▶ [Do this] Set down the data below without change, skipping the pictures it holds.

▶ [Source material]
** BEGIN **

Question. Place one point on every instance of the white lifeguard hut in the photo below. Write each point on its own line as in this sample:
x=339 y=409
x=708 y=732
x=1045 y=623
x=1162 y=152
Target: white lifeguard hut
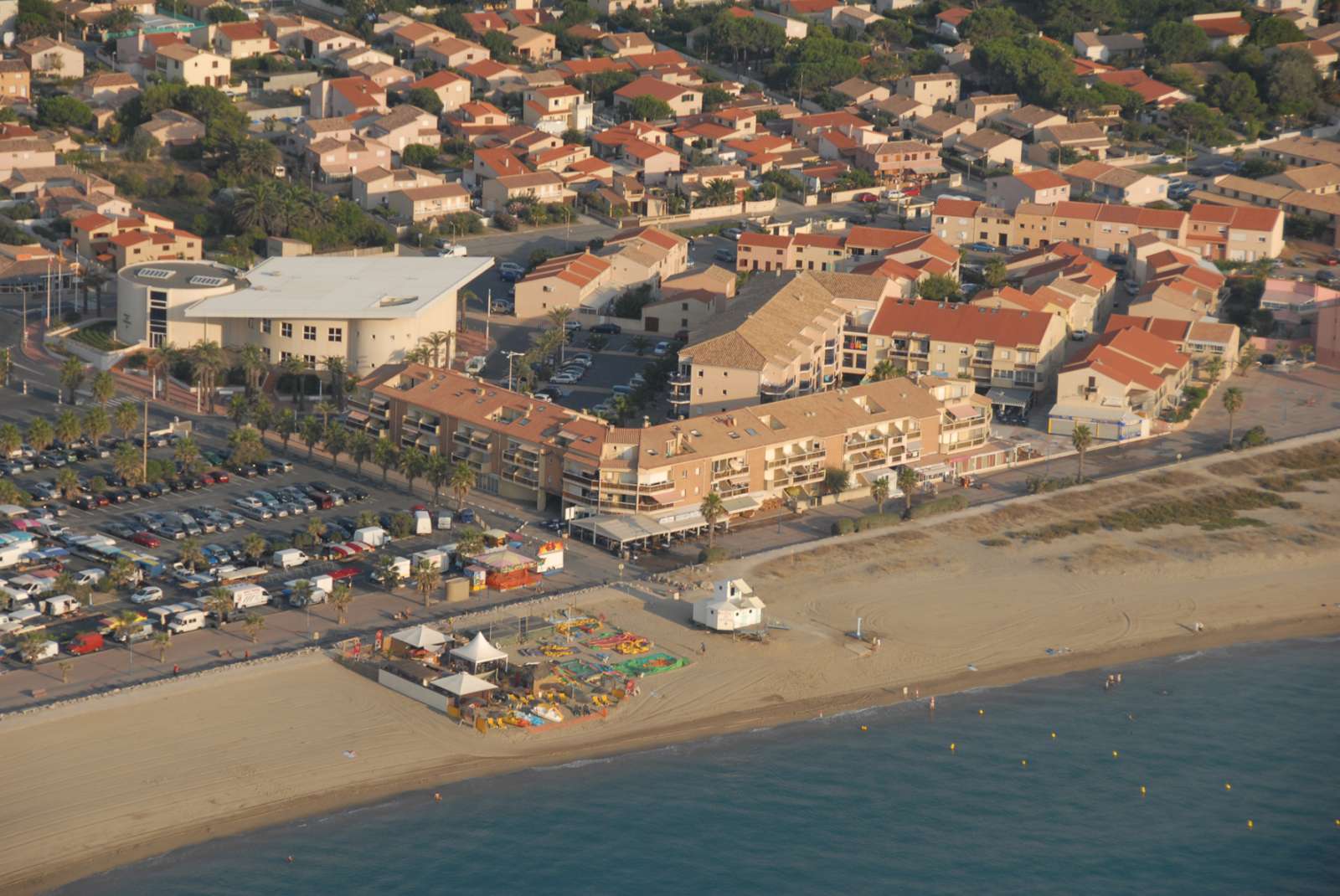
x=732 y=605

** END **

▶ [Reply]
Question. Place one point on every instance of the white lifeguard hut in the photo below. Write each point on its own line as in this sample:
x=339 y=409
x=708 y=732
x=1045 y=623
x=1162 y=152
Target: white lifeguard hut
x=732 y=605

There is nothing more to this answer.